# Angeln in Österreich



## georg160767 (2. Juli 2003)

Servus alle zusammen.

Meine Frage wäre:  

Kann mir irgendwer sagen ob ich jetzt einen Fischerschein in Österreich brauche oder nicht?
Ich besitze nämlich in Deutschland auch keinen,deshalb bin ich immer nach Österreich gefahren,aber wie es scheint gibt es jetzt andere Gesetze.

Wäre schön wenn mir jemand weiterhelfen kann,oder mir vielleicht sagen kann wo ich ohne Angelschein angeln kann?

Viele  Grüsse

Georg#h :z :s


----------



## rob (3. Juli 2003)

hey georg160767!!!!

### Bereitgestelltes Material
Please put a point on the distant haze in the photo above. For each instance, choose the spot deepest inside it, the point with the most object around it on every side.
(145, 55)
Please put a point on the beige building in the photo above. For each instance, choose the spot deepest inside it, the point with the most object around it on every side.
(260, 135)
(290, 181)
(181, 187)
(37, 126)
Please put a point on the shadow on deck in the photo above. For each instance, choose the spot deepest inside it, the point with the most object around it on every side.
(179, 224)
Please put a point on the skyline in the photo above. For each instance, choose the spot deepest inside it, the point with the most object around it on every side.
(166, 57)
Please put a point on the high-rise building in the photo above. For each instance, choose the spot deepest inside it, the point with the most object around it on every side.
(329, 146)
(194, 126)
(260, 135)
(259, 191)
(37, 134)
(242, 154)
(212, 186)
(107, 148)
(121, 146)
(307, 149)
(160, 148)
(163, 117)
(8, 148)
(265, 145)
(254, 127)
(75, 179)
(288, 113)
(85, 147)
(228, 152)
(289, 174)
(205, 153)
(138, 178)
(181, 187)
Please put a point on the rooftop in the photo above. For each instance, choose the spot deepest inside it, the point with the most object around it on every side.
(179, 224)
---
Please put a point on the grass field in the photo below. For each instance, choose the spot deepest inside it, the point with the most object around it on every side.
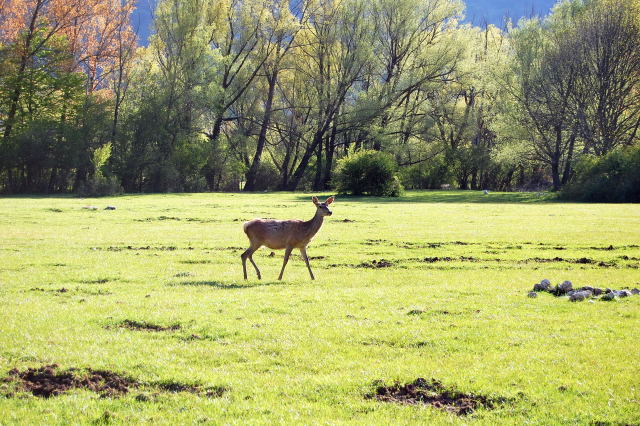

### Aufgabe 1
Gib den Auszug von „# Angeln in“ bis „Angelschein angeln kann?“ erneut wieder und tausche dabei „Fischerschein“ gegen „Angelkarte“.
### Aufgabe 2
In welchem Land besitzt georg160767 laut dem Auszug ebenfalls keinen Fischerschein?

### Richtige Antwort 1
# Angeln in Österreich



## georg160767 (2. Juli 2003)

Servus alle zusammen.

Meine Frage wäre:  

Kann mir irgendwer sagen ob ich jetzt einen Angelkarte in Österreich brauche oder nicht?
Ich besitze nämlich in Deutschland auch keinen,deshalb bin ich immer nach Österreich gefahren,aber wie es scheint gibt es jetzt andere Gesetze.

Wäre schön wenn mir jemand weiterhelfen kann,oder mir vielleicht sagen kann wo ich ohne Angelschein angeln kann?

### Richtige Antwort 2
In Deutschland.